··· LISTED RECORDS ···

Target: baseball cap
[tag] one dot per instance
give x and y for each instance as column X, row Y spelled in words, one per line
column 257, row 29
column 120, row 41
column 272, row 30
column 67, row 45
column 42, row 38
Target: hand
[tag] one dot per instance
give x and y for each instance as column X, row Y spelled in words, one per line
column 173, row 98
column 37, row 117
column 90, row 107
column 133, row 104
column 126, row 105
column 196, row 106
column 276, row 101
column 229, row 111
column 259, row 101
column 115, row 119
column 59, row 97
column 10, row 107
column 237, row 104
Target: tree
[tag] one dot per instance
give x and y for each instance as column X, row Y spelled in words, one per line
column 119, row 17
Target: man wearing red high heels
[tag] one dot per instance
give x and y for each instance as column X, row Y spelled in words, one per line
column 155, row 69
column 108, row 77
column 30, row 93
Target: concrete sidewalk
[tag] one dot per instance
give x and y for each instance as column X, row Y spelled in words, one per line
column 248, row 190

···
··· LISTED RECORDS ···

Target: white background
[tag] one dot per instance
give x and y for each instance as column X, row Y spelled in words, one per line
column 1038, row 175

···

*EXERCISE AIM:* Look through the listing and extract every line with "Target" in it.

*RESPONSE TO THE TASK:*
Target: baseball cap
Target: hand
Target: tree
Target: man wearing red high heels
Target: concrete sidewalk
Target: white background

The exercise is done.